Reproduce the items below verbatim, beginning with the line that contains "Can you see the rough" and continuing through the last line of the items, with both ends included. Omit the pictures from your answer.
####
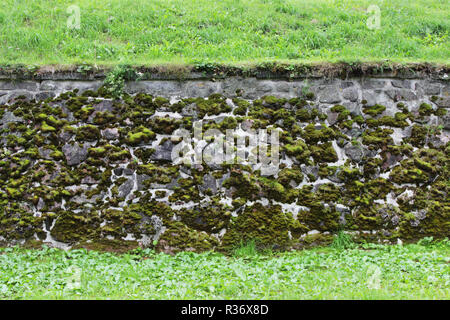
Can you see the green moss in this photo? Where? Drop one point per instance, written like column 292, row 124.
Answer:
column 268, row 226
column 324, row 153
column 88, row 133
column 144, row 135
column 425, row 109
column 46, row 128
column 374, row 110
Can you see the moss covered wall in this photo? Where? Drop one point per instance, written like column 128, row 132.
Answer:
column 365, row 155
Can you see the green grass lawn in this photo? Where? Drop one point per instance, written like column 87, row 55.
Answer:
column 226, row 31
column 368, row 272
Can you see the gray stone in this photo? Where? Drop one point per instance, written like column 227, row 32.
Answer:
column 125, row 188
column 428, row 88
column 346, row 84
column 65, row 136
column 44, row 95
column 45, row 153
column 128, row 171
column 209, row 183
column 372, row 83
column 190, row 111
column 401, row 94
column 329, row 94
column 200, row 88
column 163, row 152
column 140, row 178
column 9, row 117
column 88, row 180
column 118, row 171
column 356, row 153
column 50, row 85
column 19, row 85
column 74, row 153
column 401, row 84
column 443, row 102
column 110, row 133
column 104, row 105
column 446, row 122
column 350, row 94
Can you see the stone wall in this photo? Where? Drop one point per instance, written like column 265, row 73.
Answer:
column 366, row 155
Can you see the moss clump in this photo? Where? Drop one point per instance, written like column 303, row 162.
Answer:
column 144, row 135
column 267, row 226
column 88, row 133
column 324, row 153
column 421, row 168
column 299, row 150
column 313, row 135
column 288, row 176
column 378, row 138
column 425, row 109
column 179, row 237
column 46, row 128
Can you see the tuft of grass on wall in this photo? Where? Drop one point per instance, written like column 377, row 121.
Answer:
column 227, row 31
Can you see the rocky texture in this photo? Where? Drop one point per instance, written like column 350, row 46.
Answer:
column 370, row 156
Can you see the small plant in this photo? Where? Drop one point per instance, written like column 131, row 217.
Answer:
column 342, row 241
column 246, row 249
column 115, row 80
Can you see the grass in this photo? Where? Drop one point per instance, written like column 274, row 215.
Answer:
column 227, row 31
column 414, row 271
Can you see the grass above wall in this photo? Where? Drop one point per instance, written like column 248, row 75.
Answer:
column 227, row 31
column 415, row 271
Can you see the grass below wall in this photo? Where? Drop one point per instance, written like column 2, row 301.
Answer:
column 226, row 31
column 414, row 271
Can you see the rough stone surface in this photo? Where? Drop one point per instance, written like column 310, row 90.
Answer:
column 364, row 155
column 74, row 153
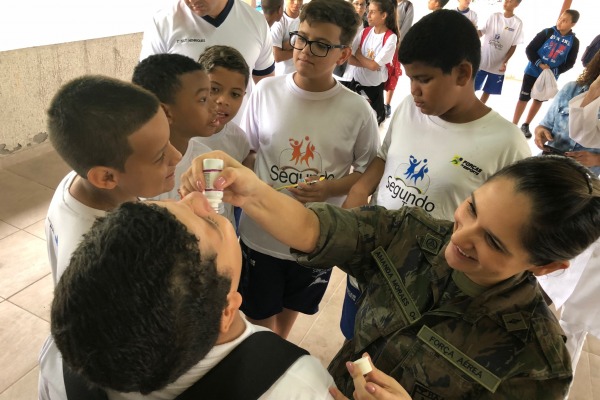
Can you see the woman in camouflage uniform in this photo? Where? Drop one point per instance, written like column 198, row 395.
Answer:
####
## Reply to the exercise
Can you see the rough stone surface in this photo? Where? Drop one point per instance, written like column 310, row 90.
Answer:
column 364, row 155
column 74, row 153
Can you see the woman in camouflage uniform in this photo? Where? Drop one point per instance, written like column 198, row 395.
Answer:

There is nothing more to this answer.